▶ Prompt
Retype, character for character, the stretch of items from the line containing "[indicate] the tall" through the final line of the items, both ends included.

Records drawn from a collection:
==*==

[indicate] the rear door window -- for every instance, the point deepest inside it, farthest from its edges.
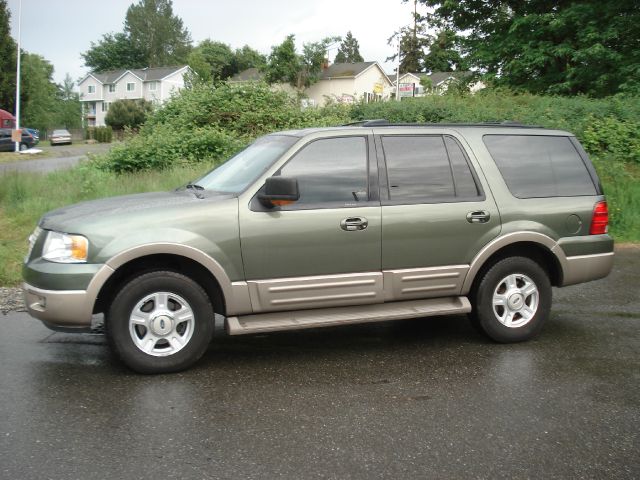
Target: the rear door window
(540, 166)
(427, 169)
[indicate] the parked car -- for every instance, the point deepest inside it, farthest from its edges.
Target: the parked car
(330, 226)
(8, 145)
(60, 137)
(35, 133)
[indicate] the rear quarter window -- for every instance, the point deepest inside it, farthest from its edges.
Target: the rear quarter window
(540, 166)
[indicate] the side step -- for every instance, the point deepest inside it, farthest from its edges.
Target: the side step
(326, 317)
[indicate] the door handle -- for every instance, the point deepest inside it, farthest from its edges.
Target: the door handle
(352, 224)
(479, 216)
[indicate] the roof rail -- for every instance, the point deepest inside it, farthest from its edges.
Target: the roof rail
(382, 122)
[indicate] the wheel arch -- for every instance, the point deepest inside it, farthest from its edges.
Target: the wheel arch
(180, 258)
(536, 246)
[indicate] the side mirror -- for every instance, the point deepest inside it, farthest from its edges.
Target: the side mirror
(279, 191)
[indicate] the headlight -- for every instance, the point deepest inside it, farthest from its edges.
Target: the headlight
(64, 248)
(32, 241)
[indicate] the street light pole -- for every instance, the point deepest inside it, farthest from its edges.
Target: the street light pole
(18, 77)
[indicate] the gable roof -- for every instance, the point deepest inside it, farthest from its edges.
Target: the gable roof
(248, 75)
(145, 74)
(346, 70)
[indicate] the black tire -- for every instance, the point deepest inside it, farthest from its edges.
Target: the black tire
(159, 298)
(524, 288)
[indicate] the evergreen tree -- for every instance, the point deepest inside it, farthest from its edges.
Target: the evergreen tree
(566, 47)
(349, 50)
(157, 33)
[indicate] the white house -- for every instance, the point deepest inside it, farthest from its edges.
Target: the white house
(410, 85)
(350, 82)
(99, 89)
(340, 82)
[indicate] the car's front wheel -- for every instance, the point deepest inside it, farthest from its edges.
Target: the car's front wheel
(512, 300)
(160, 322)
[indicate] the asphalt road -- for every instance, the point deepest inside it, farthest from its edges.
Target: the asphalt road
(412, 399)
(62, 157)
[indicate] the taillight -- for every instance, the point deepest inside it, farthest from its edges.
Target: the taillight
(600, 219)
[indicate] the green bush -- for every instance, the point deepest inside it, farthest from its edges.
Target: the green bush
(99, 134)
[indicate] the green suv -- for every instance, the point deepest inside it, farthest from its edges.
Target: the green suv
(331, 226)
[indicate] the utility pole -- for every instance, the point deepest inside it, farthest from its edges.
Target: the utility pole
(398, 67)
(18, 79)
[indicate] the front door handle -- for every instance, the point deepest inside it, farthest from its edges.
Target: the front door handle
(352, 224)
(479, 216)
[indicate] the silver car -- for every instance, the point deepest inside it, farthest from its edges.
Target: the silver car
(60, 137)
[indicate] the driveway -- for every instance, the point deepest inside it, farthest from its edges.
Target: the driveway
(58, 158)
(426, 398)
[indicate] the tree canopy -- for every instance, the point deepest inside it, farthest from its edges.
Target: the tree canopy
(7, 61)
(565, 47)
(152, 37)
(349, 50)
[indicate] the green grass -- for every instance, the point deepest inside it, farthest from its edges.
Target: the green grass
(24, 197)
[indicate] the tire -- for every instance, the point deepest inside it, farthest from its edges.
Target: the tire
(160, 322)
(512, 300)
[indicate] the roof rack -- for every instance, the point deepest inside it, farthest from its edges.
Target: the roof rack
(382, 122)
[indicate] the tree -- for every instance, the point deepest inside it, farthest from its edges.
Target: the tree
(156, 33)
(444, 53)
(128, 113)
(582, 46)
(7, 61)
(314, 58)
(68, 111)
(212, 61)
(413, 41)
(349, 50)
(247, 57)
(37, 92)
(284, 63)
(114, 51)
(287, 66)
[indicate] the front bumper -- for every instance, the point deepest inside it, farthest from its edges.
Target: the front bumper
(59, 309)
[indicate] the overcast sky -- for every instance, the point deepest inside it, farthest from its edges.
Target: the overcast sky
(60, 30)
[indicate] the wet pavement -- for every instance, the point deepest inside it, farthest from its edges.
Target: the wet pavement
(424, 398)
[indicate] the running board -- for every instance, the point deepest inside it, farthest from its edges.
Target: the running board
(327, 317)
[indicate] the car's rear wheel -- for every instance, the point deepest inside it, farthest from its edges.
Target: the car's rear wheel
(160, 322)
(512, 300)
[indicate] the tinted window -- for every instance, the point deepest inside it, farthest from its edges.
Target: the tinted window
(332, 170)
(540, 166)
(464, 182)
(424, 168)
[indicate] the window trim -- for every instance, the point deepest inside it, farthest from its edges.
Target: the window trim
(385, 194)
(572, 141)
(371, 177)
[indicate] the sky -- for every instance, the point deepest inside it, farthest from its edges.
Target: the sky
(60, 30)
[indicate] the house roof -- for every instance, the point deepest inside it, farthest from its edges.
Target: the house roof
(144, 74)
(248, 75)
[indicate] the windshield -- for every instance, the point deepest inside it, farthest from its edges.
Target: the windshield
(241, 170)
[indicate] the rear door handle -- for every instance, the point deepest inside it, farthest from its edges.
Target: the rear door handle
(352, 224)
(479, 216)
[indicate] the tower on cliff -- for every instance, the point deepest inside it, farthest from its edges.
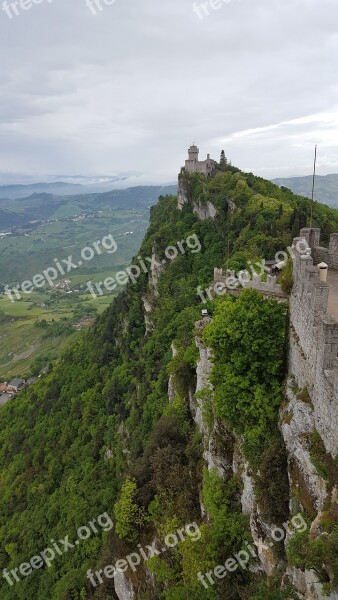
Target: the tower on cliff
(193, 165)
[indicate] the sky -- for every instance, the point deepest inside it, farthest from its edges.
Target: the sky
(128, 88)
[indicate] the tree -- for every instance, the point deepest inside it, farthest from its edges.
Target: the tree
(128, 515)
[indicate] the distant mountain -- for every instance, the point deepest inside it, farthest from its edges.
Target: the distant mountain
(326, 190)
(46, 206)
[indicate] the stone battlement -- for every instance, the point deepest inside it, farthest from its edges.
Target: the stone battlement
(328, 255)
(314, 334)
(193, 165)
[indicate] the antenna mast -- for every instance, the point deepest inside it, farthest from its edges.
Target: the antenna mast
(313, 184)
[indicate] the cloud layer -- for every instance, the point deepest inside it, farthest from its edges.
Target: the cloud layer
(128, 89)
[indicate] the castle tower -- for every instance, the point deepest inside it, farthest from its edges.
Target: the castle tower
(193, 152)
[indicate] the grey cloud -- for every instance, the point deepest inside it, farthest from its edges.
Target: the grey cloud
(133, 86)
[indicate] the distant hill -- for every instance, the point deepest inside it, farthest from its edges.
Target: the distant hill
(64, 188)
(44, 206)
(326, 190)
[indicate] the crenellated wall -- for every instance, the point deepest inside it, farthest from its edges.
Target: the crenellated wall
(314, 336)
(320, 254)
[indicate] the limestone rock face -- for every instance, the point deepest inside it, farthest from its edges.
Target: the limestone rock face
(147, 312)
(182, 197)
(201, 210)
(156, 270)
(302, 473)
(307, 585)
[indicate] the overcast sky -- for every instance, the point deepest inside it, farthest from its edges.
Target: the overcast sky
(130, 88)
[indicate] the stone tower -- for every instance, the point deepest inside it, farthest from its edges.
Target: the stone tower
(193, 153)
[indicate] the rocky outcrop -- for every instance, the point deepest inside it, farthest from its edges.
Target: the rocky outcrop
(156, 270)
(171, 384)
(203, 210)
(297, 423)
(307, 585)
(182, 194)
(260, 530)
(147, 311)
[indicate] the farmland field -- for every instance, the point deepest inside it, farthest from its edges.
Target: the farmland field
(35, 328)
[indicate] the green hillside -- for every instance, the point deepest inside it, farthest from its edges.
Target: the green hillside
(99, 434)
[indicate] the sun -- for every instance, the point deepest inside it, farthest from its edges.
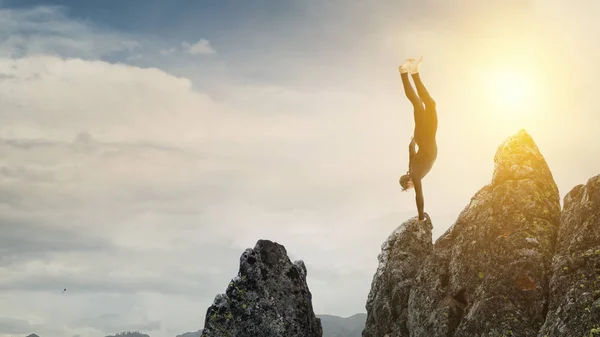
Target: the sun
(509, 91)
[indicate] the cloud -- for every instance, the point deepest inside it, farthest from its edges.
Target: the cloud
(114, 323)
(167, 51)
(202, 47)
(14, 326)
(48, 30)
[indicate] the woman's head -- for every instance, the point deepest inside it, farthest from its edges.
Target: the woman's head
(406, 182)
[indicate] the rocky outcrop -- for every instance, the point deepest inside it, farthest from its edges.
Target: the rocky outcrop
(268, 298)
(575, 286)
(399, 261)
(489, 274)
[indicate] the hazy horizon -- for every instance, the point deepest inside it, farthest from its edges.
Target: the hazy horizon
(145, 145)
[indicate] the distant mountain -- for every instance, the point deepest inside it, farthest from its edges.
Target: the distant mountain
(191, 334)
(335, 326)
(129, 334)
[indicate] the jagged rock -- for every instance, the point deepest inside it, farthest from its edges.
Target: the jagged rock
(400, 258)
(488, 274)
(268, 298)
(575, 286)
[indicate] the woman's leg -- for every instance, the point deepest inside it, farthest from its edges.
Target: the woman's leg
(430, 108)
(423, 93)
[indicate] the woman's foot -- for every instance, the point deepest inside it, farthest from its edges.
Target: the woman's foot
(414, 68)
(405, 67)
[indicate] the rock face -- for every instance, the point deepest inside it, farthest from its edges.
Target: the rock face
(399, 261)
(268, 298)
(489, 274)
(575, 286)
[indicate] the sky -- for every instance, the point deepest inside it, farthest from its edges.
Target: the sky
(144, 145)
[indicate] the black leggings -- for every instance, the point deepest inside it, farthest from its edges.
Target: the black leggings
(424, 111)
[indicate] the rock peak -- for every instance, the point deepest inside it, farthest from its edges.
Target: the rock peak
(517, 158)
(269, 297)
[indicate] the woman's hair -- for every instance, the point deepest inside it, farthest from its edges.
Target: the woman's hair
(406, 182)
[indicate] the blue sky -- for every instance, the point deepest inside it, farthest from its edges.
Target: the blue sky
(146, 144)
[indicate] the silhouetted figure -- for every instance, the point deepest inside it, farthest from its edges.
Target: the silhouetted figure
(421, 161)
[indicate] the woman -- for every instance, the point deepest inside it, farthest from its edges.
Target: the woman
(421, 161)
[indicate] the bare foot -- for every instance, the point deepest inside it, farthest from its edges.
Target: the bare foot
(405, 67)
(414, 68)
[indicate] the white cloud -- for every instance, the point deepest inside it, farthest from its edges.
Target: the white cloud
(167, 51)
(138, 192)
(201, 47)
(47, 30)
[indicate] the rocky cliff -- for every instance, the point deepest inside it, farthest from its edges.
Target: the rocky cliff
(268, 298)
(574, 308)
(511, 265)
(399, 261)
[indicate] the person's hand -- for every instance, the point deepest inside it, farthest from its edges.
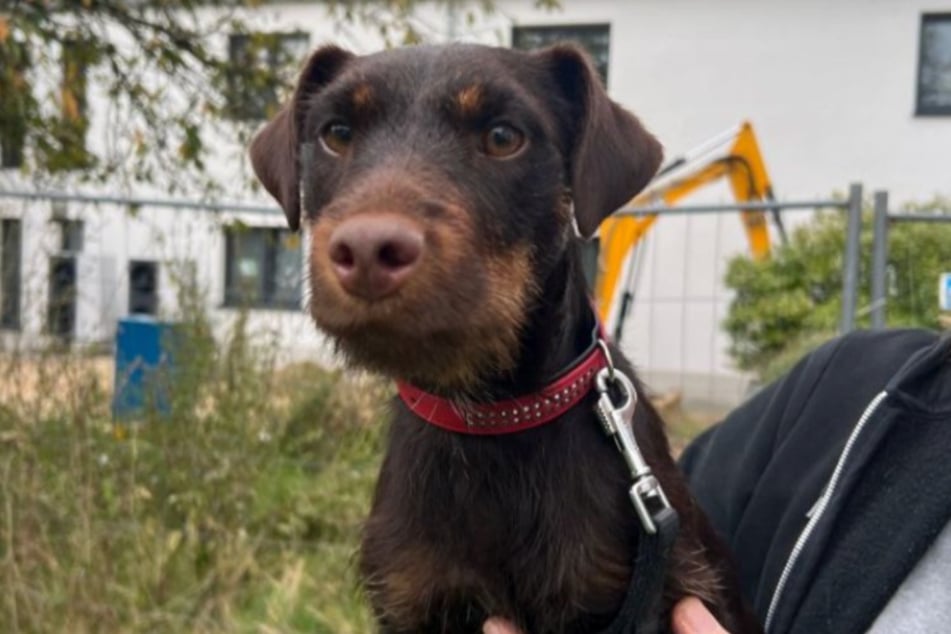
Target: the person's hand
(690, 616)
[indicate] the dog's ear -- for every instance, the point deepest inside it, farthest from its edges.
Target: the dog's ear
(612, 157)
(275, 151)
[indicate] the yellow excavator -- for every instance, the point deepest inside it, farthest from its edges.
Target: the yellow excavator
(734, 155)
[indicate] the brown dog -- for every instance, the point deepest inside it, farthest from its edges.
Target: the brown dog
(440, 189)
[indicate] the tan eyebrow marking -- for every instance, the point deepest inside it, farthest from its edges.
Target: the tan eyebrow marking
(470, 99)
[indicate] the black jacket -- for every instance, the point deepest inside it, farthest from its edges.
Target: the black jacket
(830, 484)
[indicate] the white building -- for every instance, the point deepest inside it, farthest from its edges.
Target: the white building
(839, 92)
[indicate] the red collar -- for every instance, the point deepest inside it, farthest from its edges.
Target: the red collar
(515, 414)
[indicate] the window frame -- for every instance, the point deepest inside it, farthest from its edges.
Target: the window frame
(920, 109)
(590, 27)
(11, 309)
(264, 299)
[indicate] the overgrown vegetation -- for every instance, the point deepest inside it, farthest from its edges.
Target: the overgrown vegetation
(788, 304)
(238, 511)
(170, 78)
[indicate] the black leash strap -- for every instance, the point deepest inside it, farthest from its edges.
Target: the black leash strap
(640, 612)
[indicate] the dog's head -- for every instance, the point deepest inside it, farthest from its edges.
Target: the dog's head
(437, 186)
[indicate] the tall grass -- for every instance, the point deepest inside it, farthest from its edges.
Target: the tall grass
(236, 512)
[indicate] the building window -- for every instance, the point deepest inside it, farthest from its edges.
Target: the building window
(261, 63)
(934, 65)
(262, 267)
(11, 241)
(594, 38)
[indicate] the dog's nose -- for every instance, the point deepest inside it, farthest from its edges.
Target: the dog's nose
(373, 255)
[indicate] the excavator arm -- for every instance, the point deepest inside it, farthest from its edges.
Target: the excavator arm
(741, 164)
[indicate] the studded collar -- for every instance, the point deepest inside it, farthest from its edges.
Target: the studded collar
(517, 414)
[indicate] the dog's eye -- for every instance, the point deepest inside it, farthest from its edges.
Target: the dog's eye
(502, 141)
(336, 137)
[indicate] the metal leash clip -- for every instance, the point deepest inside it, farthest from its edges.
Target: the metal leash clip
(616, 419)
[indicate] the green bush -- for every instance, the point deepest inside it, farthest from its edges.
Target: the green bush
(785, 304)
(239, 512)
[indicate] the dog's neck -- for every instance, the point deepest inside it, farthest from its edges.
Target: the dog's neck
(558, 330)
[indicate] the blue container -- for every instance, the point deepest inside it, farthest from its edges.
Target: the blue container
(144, 363)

==*==

▶ Exercise result
[indicate] the tall grass -- for every instance, the point deepest inside it, farthest from its edges.
Target: the tall grass
(236, 512)
[indicate] the building window -- for every instance, the point deepest inside it, farthest from its edges.
Target: the building window
(261, 63)
(934, 65)
(262, 267)
(11, 241)
(594, 38)
[indicate] the dog's nose -- for every instance, the point deepest inside it, farthest from its edges.
Target: the dog's nose
(373, 255)
[indicate] the excavator arm -- for every instance, the point deepest inside it, farthest from its edges.
Target: the excavator arm
(741, 164)
[indicate] the studded collar -- for every instance, the point deepest inside it, farthest from its edges.
Target: the studded collar
(517, 414)
[indicate] the dog's eye -- for every instance, the point deepest inside it, farthest from its edges.
Target: the dog's eye
(502, 141)
(336, 137)
[indicate] the metal leash clip -- for every instance, the point deepest inside it, farthest from its edges.
Target: the metal leash clip
(616, 419)
[indicate] the green bush -- for every instance, the point deepest inside it, farthest from its edges.
Target: the green bush
(785, 304)
(239, 512)
[indicate] the dog's neck -- for every instance, the point deepest inside it, farthest from its edges.
Target: the dog's neck
(558, 330)
[indicate] the blue container -- for every instance, the point deepest inside it, farthest from its edges.
Target: the blue container
(144, 363)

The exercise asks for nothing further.